* _What is asked_
Repeat each line of the records below word for word, leaving the pictures out of your answer.

* _Records to use_
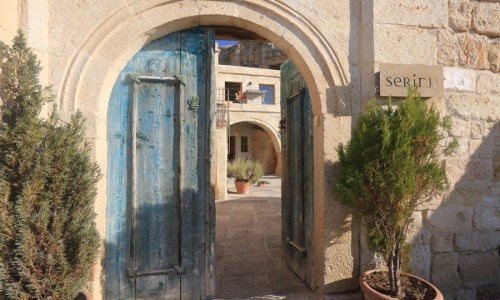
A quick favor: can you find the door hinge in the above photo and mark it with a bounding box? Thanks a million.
[286,237,306,256]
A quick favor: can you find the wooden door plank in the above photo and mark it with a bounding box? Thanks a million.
[136,33,181,299]
[281,62,314,288]
[106,28,215,299]
[181,28,215,299]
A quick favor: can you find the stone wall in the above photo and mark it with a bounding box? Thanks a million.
[370,0,500,299]
[219,41,288,70]
[0,0,500,300]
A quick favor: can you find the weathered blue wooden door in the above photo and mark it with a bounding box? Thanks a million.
[281,60,314,289]
[105,28,215,299]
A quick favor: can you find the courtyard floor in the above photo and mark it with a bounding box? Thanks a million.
[215,176,318,300]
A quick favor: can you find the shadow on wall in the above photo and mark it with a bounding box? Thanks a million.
[422,120,500,300]
[325,122,500,300]
[322,161,361,293]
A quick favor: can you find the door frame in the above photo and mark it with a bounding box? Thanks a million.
[54,0,356,299]
[104,29,216,298]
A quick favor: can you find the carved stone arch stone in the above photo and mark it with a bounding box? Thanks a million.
[55,0,358,299]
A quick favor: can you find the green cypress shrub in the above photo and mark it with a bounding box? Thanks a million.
[337,88,457,297]
[0,31,101,299]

* _Answer for this exercise_
A quick favor: can you find the door hinge in the above photo and mark it with a bounding box? Thanks a million.
[286,237,306,256]
A quick favor: can you find the wooden door plank in the above photo and mark it with a bounding box? Thanks a million.
[136,33,181,299]
[281,62,314,288]
[106,28,215,299]
[181,28,215,299]
A quick favor: can you find the stone wall in the above photo and mark it with a bounding box? Thanks a million.
[370,0,500,299]
[219,41,288,70]
[0,0,500,300]
A quick favor: can you find the weathered blue wooden door in the above photo and mark it with a bounding box? Thanks a million.
[281,60,314,289]
[105,28,215,299]
A quick favor: can you find the courtyard floor in the above photo and mark it with a bounding box? Thanks a million.
[215,176,318,300]
A quick favor: can you find the shadow on wall in the above photo and mark it with a bounding box? Thanks a million.
[422,120,500,300]
[325,122,500,300]
[322,161,361,293]
A quick favor: can you find the door frame in the above photo and mark it with a bounding box? Thanks a million.
[54,0,356,299]
[104,29,216,298]
A quick favor: can you find the carved stone arch stone in the above photo and mark it with a bounding box? Thanks a million.
[55,0,358,299]
A quick favor: can you find the green cypress shrub in the above photo and mark it with a bounding box? Thanks a million.
[337,88,457,297]
[0,31,101,299]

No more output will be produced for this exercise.